-- start of Input --

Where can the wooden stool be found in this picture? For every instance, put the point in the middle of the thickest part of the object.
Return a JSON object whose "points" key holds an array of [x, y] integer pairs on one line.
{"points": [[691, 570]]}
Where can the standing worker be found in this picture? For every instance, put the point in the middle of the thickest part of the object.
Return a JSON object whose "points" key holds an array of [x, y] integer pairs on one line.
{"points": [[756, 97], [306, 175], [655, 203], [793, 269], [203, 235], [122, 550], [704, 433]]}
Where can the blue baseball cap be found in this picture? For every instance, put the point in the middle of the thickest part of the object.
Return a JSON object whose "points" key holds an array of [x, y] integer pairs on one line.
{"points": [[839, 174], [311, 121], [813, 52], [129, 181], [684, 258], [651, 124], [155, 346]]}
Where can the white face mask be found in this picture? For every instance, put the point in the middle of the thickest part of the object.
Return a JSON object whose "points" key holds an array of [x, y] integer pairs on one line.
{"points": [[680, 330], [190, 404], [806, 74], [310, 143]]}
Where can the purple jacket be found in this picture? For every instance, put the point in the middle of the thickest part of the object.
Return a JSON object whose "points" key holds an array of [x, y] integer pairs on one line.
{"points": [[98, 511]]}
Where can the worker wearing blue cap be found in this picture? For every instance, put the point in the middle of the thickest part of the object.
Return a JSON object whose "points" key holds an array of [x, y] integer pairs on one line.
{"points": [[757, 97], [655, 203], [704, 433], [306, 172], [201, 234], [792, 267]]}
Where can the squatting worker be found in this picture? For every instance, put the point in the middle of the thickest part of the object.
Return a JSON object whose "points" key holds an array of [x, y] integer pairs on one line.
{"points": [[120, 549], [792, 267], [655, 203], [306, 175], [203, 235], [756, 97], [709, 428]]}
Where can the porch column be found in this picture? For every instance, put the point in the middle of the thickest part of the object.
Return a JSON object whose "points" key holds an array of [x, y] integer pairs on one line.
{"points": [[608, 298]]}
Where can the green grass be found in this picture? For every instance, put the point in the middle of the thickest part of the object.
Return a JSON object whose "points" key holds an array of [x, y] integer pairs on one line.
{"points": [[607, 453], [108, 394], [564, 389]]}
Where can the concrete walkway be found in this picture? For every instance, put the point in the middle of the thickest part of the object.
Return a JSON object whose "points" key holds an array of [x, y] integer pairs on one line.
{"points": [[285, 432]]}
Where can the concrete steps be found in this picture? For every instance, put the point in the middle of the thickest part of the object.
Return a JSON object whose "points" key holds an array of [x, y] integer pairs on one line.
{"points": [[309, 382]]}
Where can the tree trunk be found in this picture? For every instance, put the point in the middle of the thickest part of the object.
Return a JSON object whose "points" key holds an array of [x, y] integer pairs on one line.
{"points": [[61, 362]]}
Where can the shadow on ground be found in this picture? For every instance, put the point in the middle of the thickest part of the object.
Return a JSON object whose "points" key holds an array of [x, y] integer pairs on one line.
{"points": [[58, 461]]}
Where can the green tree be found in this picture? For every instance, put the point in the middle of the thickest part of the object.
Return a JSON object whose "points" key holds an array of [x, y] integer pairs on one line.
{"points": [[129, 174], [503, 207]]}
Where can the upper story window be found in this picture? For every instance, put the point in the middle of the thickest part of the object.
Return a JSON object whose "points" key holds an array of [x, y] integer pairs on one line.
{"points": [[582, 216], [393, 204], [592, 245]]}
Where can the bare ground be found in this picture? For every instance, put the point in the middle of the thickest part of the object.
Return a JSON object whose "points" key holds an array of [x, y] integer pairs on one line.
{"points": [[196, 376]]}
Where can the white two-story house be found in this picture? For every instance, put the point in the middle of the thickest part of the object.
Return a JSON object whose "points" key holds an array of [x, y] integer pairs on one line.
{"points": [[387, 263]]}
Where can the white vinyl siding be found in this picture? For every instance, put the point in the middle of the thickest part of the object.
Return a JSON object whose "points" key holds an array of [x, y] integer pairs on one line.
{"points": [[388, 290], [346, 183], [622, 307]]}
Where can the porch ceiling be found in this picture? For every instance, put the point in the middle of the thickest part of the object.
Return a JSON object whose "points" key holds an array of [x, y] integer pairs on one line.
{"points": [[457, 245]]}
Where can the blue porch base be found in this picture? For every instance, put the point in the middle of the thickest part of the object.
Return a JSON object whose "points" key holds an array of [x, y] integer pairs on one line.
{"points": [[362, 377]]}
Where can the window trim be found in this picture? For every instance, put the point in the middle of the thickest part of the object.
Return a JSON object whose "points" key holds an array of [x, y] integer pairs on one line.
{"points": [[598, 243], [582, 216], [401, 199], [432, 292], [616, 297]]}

-- end of Input --

### Written task
Write out all of the entries above again, word for word and unchanged.

### Solution for this problem
Where can the wooden stool be found in this picture? For every instance, put the point in the middle of the thickest part of the object.
Return a JSON object whose "points" key holds an array of [x, y] integer pairs on one line.
{"points": [[691, 570]]}
Where can the standing worker be found in this picture? For every instance, put the point in the middle of the thickest part of the object.
Return a JSON object whose "points" key holds an array of [x, y] integer pairs on one line.
{"points": [[756, 97], [306, 175], [655, 203], [793, 269], [203, 235], [122, 550], [704, 433]]}
Where can the blue baseball cap be found in this picture? For every instance, put the point in the middle of the thickest part of the object.
Return a JSON object whose "points" key holds an array of [x, y] integer pairs on one line.
{"points": [[839, 174], [311, 121], [813, 52], [129, 181], [684, 258], [651, 124], [155, 346]]}
Where can the white face mask be found in this picture? For every instance, put the point in the middle of the thickest part of the object.
Return a JSON object whose "points" key holds an array of [x, y] integer pairs on one line.
{"points": [[680, 330], [190, 404], [806, 74], [310, 143]]}
Where can the purple jacket be found in this picture? For every instance, put the point in the middle of the thickest part of the object.
Return a JSON object whose "points" key holds an array of [x, y] integer pairs on one line.
{"points": [[98, 511]]}
Where can the worker wearing blue cap be found in this picture? For every instance, put the point in the middle of the thickest part of the object.
Return a JSON object whose "points" key holds an array of [x, y] integer pairs on one line.
{"points": [[757, 97], [655, 203], [704, 433], [306, 172], [201, 234], [792, 267]]}
Where can the squatting worker be found in this picture? For every instance, put the point in the middle of the thickest part of the object.
Return a JSON object whose "points" key holds an array of [x, y] integer pairs on one line.
{"points": [[120, 549], [792, 267], [655, 203], [306, 175], [203, 235], [756, 97], [709, 428]]}
Where can the porch column be found in this picture? For every instance, put the point in the middle of the thickest part of the object.
Return a JSON object whose "points" key holds an array of [x, y] integer pairs on one line.
{"points": [[608, 298]]}
Where can the green grass be found in this picture? For every instance, put the point in the middle of the thickest part of the object.
Return a JSON object whose "points" key holds an array of [x, y] integer pairs on one line.
{"points": [[607, 453], [108, 394], [564, 389]]}
Where can the concrete walkway be found in this picture? For every instance, put the point in the middle of the thickest part of the object.
Return a JSON object whose "points" key holds an array of [x, y] integer pairs on one line.
{"points": [[285, 432]]}
Where can the concrete steps be found in this picture? For every instance, put the point in the middle of the thickest part of the object.
Return a JSON object whose "points" key holds an array of [x, y] integer pairs on one line.
{"points": [[309, 382]]}
Where can the tree trunk be found in this picture? For every instance, put the point in the middle of the thickest part of the object.
Return a JSON object whose "points" key holds an array of [x, y] integer pairs on one line.
{"points": [[61, 362]]}
Where can the shadow on ground be found in this picture? For every instance, put the point in the middle of the thickest part of the object.
Return a JSON object whose "points" key holds an array of [x, y] integer pairs on one line.
{"points": [[58, 461]]}
Where can the green tree be found in this picture? For every instance, put the point in the middle of the thickest part of the object.
Return a JSON object whose "points" key holds an array of [x, y] integer pairs on one line.
{"points": [[129, 174], [503, 207]]}
Where can the upper story window be found in this picture? For every instance, put the point in the middle of the thickest part of the object.
Return a JSON object whose "points" key holds an array of [x, y] integer pairs on one line.
{"points": [[582, 216], [393, 204], [592, 245]]}
Where can the bare ground be found in this picture? For every instance, put the point in the middle of the thickest part of the object.
Return a JSON object whose "points" key holds an array of [x, y] integer pairs on one line.
{"points": [[196, 376]]}
Where can the white two-story house be found in this picture? For every instance, put the point in the middle of the thickest part of the object.
Return a JSON object whose "points" key holds an array of [x, y] integer pairs on one line.
{"points": [[387, 263]]}
Where can the white vinyl siding be found in this picture? For every instance, put the point in the middle of the thickest part of the object.
Return a JSON object whose "points" key holds an array of [x, y] integer pairs on one line.
{"points": [[388, 290], [346, 183], [622, 307]]}
Where can the porch ceiling be found in this picture? For every instance, put the point in the middle of the thickest part of the object.
Return a JSON object whose "points" key holds an array of [x, y] integer pairs on one line.
{"points": [[457, 245]]}
Where can the blue porch base be found in this picture? For every instance, put the point in the middle of the thickest part of the object.
Return a JSON object whose "points" key holds an array of [x, y] integer pairs on one line.
{"points": [[362, 377]]}
Where can the window trim be found in this picture? For every instance, put the point in the middle of the thickest part of the object.
Return a JSON object whose "points" key holds an array of [x, y] integer pairs on one line.
{"points": [[598, 243], [582, 216], [401, 199], [432, 292], [616, 297]]}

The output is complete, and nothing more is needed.